> **Extract to read**

_ _ _ _

Uranium Ore and the Grand Canyon Museum
What happened?
For 18 years, three 5-gallon buckets of uranium ore were stored dangerously close to exhibits and visitors at the Grand Canyon Park Museum. On February 4th, Elston “Swede” Stephenson – the safety, health, and wellness manager for Grand Canyon National Park – sent an email to all Park Service employees to warn them that they might have been exposed to an unsafe level of uranium ore. Stephenson didn’t send the email through proper channels, but rather, he sent the warning to fellow Park employees. He worried that there was no action to warn employees and visitors about their potentially dangerous levels of exposure to radiation. The email goes so far as to accuse the lack of communication on a “top down failure.”
Image of Grand Canyon Park, where one of the onsite museum buildings was housing uranium ore for 18 years. Source. |
How did we get here?
The buckets of uranium ore were first discovered in March 2018. After the buckets were discovered, they were safely removed from the premises of the museum, but according to the Park’s safety manager, visitors were “exposed” to uranium levels that exceeded the Nuclear Regulatory Commission’s safe limits. Any visitor to the museum could have been exposed to the radiation, but the discovery is all the more alarming since the buckets were found near a taxidermy exhibit where school groups stopped for presentations that sometimes lasted as long as 30 minutes. Museum visitors’ safety was compromised due to a confounding level of negligence.
The Oil Giant and the British Museum
What happened?
On Saturday, February 16th, 350 activists gathered inside the British Museum’s Great Court to protest the Museum’s relationship with BP, an oil giant with a history of exploitation. The protesters wielded signs denouncing BP, particularly the company’s exploitation of Iraq’s oil fields after the Iraq War. The protesters, part of a group called “BP or Not to BP?” were particularly infuriated by BP sponsoring the current exhibit at the museum titled I am Ashurbanipal: king of the world, king of Assyria. The exhibition focuses on Middle Eastern art, so BP’s sponsorship – given the company’s history in the Middle East – seems particularly distasteful. The group included many climate change activists who wanted to draw attention to BP’s exploitation of the land and unparalleled damage to the environment. In addition to the museum’s relationship with BP, the protesters also claimed that the artefacts featured in the exhibit were unlawfully removed from Iraq, and therefore the British Museum is exhibiting “stolen goods.”
How did we get here?
BP is sponsoring the current exhibition, but the British Museum has a relationship with the company that spans over 22 years. The Museum boasts that this corporate sponsorship, which has now been renewed until 2022, allows millions of visitors to view the museum’s exhibitions, but this “success story” conveniently omits the details about the company’s reputation. The public is beginning to pay more attention to museums’ sources of funding, and this protest exemplifies the danger when museums are aligned with “tainted” donors. Other recent protests, like those of Nan Goldin, take over museum spaces in order to command visitors’ attention and force visitors to consider museums' misaligned ethics.

_ _ _ _

> **Supplied information**

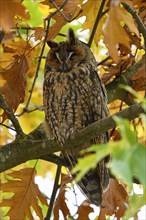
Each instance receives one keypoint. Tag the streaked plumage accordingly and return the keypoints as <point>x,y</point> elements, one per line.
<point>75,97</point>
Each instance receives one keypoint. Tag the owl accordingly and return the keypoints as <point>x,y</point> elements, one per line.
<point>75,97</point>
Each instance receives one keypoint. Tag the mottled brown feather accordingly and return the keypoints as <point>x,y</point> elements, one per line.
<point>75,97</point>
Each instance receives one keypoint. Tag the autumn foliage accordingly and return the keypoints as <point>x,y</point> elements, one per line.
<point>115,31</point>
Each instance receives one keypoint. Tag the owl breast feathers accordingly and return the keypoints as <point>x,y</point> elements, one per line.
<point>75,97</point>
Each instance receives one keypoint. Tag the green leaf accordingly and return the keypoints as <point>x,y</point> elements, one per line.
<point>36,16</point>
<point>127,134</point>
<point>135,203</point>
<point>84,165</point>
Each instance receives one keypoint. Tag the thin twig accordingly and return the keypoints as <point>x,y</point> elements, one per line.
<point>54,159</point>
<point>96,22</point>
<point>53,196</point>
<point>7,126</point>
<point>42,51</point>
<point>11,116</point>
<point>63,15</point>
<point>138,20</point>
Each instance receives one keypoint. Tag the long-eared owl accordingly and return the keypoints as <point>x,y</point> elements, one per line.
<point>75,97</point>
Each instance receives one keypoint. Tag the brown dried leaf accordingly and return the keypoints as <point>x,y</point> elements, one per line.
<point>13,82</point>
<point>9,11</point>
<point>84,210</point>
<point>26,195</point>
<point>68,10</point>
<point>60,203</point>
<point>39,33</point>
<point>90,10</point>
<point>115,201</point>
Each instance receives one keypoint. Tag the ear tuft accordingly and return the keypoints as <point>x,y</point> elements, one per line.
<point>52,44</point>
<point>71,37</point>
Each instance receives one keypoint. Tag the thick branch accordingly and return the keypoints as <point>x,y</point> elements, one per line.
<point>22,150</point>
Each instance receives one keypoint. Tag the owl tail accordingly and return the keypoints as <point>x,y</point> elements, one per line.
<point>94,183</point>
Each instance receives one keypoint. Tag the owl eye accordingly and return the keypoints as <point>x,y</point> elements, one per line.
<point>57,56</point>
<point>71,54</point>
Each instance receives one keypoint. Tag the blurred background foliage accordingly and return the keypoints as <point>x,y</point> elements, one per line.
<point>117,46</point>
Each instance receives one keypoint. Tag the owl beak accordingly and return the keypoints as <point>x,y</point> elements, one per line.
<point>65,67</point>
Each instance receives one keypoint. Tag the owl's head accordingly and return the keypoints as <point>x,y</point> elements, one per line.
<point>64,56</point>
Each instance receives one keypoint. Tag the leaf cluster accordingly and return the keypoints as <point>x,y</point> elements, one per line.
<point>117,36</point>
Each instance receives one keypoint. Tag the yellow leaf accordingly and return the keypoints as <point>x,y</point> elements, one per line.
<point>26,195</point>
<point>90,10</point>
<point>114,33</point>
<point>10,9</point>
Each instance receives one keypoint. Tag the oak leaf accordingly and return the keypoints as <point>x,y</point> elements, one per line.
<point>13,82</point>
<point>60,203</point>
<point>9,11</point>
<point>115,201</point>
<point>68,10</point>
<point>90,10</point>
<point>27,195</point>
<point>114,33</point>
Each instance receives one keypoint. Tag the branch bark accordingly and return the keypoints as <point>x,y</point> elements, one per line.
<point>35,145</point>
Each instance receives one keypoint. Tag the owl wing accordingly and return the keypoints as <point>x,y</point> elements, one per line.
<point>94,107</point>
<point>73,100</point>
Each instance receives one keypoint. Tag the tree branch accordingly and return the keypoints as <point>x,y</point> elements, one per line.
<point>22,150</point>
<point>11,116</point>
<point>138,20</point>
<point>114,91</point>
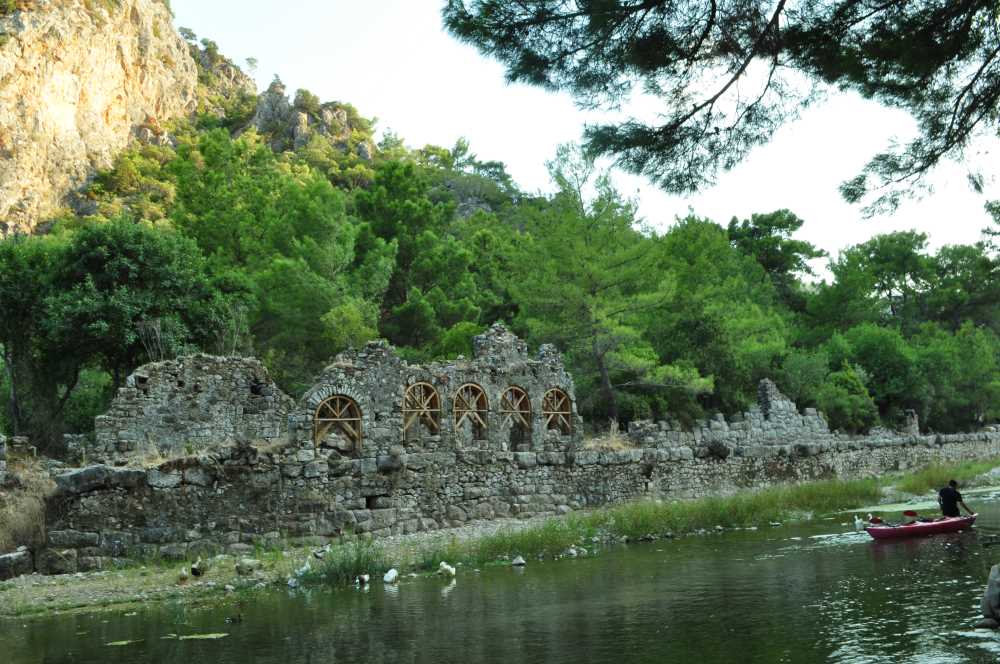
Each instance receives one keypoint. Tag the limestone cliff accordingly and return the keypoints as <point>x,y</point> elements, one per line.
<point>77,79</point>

_ _ _ _

> **Activity 1**
Reproduce the stretch of the museum article from "Image of Grand" through "level of negligence.".
> **Activity 2**
According to the museum article, until what year has the British Museum's corporate sponsorship with BP been renewed?
The material placed after the museum article is separate from it.

> **Reply 1**
Image of Grand Canyon Park, where one of the onsite museum buildings was housing uranium ore for 18 years. Source. |
How did we get here?
The buckets of uranium ore were first discovered in March 2018. After the buckets were discovered, they were safely removed from the premises of the museum, but according to the Park’s safety manager, visitors were “exposed” to uranium levels that exceeded the Nuclear Regulatory Commission’s safe limits. Any visitor to the museum could have been exposed to the radiation, but the discovery is all the more alarming since the buckets were found near a taxidermy exhibit where school groups stopped for presentations that sometimes lasted as long as 30 minutes. Museum visitors’ safety was compromised due to a confounding level of negligence.

> **Reply 2**
2022